* **Given problem**
Copy the following lines word for word, keeping every one.

[Items listed in a dataset]
⟨

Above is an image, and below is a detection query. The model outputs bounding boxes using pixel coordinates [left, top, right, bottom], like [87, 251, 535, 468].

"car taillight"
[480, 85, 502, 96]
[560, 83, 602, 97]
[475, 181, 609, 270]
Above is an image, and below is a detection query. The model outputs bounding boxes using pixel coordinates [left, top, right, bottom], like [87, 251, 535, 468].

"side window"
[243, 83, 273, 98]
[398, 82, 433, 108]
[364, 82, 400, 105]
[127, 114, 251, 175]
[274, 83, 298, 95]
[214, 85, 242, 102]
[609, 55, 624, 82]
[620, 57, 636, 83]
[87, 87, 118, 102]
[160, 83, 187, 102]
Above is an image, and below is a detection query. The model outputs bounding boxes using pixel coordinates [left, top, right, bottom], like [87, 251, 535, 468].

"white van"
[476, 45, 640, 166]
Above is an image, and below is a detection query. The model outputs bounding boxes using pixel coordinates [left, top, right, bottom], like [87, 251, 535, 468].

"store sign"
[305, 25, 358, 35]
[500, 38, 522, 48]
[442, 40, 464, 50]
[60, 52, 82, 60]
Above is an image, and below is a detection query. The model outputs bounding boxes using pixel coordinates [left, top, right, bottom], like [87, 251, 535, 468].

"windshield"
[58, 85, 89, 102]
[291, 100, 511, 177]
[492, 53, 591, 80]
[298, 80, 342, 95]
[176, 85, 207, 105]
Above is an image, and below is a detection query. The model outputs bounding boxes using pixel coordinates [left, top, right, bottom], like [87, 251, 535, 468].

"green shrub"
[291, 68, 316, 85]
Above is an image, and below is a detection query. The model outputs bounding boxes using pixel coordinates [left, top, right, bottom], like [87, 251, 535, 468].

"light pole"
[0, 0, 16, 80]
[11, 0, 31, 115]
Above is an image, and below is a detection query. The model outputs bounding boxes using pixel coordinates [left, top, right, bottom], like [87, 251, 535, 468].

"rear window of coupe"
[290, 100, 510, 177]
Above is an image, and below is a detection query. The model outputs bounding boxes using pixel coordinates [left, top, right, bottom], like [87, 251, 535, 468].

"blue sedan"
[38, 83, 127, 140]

⟩

* **Solution below**
Above is an image, and below is a detection query. The model outputs bounding boxes using pixel coordinates [left, top, right, bottom], like [87, 251, 535, 468].

"car taillight"
[480, 85, 502, 96]
[560, 83, 602, 97]
[475, 181, 609, 270]
Above is an image, and below is a detection query. The model outputs bounding boxes using pixel coordinates [left, top, right, bottom], like [87, 251, 535, 468].

"side window"
[243, 83, 273, 98]
[398, 82, 433, 108]
[364, 82, 400, 105]
[127, 114, 251, 175]
[274, 83, 298, 95]
[214, 85, 242, 102]
[609, 55, 624, 82]
[620, 57, 636, 83]
[87, 87, 118, 102]
[160, 83, 187, 102]
Above is an image, and below is a detection query. The model outputs bounding boxes using pixel coordinates [left, top, right, bottom], like [87, 251, 535, 468].

"white van"
[476, 45, 640, 166]
Above is an image, and below is a detection query. The model outputs bounding boxes using pixel coordinates [left, top, right, bottom], like [87, 251, 535, 468].

"store sign"
[305, 25, 358, 35]
[500, 38, 522, 48]
[442, 40, 464, 50]
[60, 52, 82, 60]
Above is an image, and below is a detection query. The model outputs bounding boxes using pixel coordinates [left, top, right, bottom], like [87, 251, 535, 468].

"windshield"
[58, 85, 89, 102]
[291, 100, 511, 177]
[492, 53, 591, 80]
[298, 80, 342, 95]
[176, 85, 207, 105]
Above is an image, and below is a detection query. The model outputs bounding boxes using pixel coordinates [left, top, right, bottom], like [87, 251, 535, 468].

"green shrub"
[291, 68, 316, 85]
Above is an image, and below is a detection query. The model outputs bounding boxes using pixel coordinates [left, top, right, bottom], like [87, 251, 535, 468].

"light pole"
[0, 0, 16, 80]
[11, 0, 31, 115]
Above is an image, and below is a detection query. The model outputs bounding boxes using pixel coordinates [left, top, right, bottom], like [87, 251, 535, 468].

"rear window of coupe"
[290, 100, 510, 177]
Above is an image, and below is a detection query. The model outputs bounding boxes using pixel coordinates [left, top, right, bottom], like [87, 251, 535, 468].

"blue sedan"
[38, 83, 127, 140]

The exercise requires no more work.